* TASK INSTRUCTIONS *
Images in the records should be skipped while the rest is transcribed verbatim.

**********

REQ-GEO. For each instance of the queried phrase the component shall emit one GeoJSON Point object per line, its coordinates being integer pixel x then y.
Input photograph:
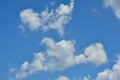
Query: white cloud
{"type": "Point", "coordinates": [114, 5]}
{"type": "Point", "coordinates": [48, 19]}
{"type": "Point", "coordinates": [30, 18]}
{"type": "Point", "coordinates": [62, 78]}
{"type": "Point", "coordinates": [61, 55]}
{"type": "Point", "coordinates": [87, 78]}
{"type": "Point", "coordinates": [110, 74]}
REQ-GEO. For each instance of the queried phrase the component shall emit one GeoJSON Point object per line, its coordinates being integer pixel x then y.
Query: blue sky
{"type": "Point", "coordinates": [60, 40]}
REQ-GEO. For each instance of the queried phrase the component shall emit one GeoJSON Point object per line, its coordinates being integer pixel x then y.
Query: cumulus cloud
{"type": "Point", "coordinates": [62, 78]}
{"type": "Point", "coordinates": [48, 19]}
{"type": "Point", "coordinates": [114, 5]}
{"type": "Point", "coordinates": [61, 55]}
{"type": "Point", "coordinates": [110, 74]}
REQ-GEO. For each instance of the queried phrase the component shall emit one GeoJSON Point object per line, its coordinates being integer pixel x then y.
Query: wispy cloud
{"type": "Point", "coordinates": [114, 5]}
{"type": "Point", "coordinates": [62, 78]}
{"type": "Point", "coordinates": [48, 19]}
{"type": "Point", "coordinates": [61, 55]}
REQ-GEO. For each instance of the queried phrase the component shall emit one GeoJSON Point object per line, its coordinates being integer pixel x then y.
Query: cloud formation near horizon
{"type": "Point", "coordinates": [61, 55]}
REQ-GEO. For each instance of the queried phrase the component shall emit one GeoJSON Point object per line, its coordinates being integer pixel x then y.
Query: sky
{"type": "Point", "coordinates": [60, 40]}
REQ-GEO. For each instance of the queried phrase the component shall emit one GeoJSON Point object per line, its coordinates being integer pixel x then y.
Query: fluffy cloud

**********

* WRITTEN REPLY *
REQ-GEO. For each instance of the queried phrase the component shall emit one GeoJSON Point object per line, its coordinates being integer pixel x then y.
Input photograph:
Query: white cloud
{"type": "Point", "coordinates": [114, 5]}
{"type": "Point", "coordinates": [48, 19]}
{"type": "Point", "coordinates": [30, 18]}
{"type": "Point", "coordinates": [62, 78]}
{"type": "Point", "coordinates": [61, 55]}
{"type": "Point", "coordinates": [87, 78]}
{"type": "Point", "coordinates": [110, 74]}
REQ-GEO. For each instance of the queried phrase the component shall emit one GeoJSON Point object per line, its coordinates being integer pixel x then y.
Query: blue sky
{"type": "Point", "coordinates": [60, 40]}
REQ-GEO. For each instance of the queried phrase the component shall emit one GeoJSON Point object per line, its coordinates being integer pixel x then y.
Query: cumulus cloud
{"type": "Point", "coordinates": [62, 78]}
{"type": "Point", "coordinates": [48, 19]}
{"type": "Point", "coordinates": [114, 5]}
{"type": "Point", "coordinates": [61, 55]}
{"type": "Point", "coordinates": [110, 74]}
REQ-GEO. For each instance of the queried phrase the component shall emit one GeoJSON Point object per line, its coordinates being integer pixel x then y.
Query: wispy cloud
{"type": "Point", "coordinates": [114, 5]}
{"type": "Point", "coordinates": [62, 78]}
{"type": "Point", "coordinates": [48, 19]}
{"type": "Point", "coordinates": [61, 55]}
REQ-GEO. For each instance of the queried phrase the component shall emit one GeoJSON Point object per line, its coordinates being integer pixel x then y.
Query: cloud formation near horizon
{"type": "Point", "coordinates": [61, 55]}
REQ-GEO. For each instance of the queried phrase the component shall emit one GeoJSON Point object per line, its coordinates being integer pixel x then y.
Query: sky
{"type": "Point", "coordinates": [60, 40]}
REQ-GEO. For each instance of the queried phrase the component shall emit one GeoJSON Point object per line, its coordinates being integer pixel x then y.
Query: fluffy cloud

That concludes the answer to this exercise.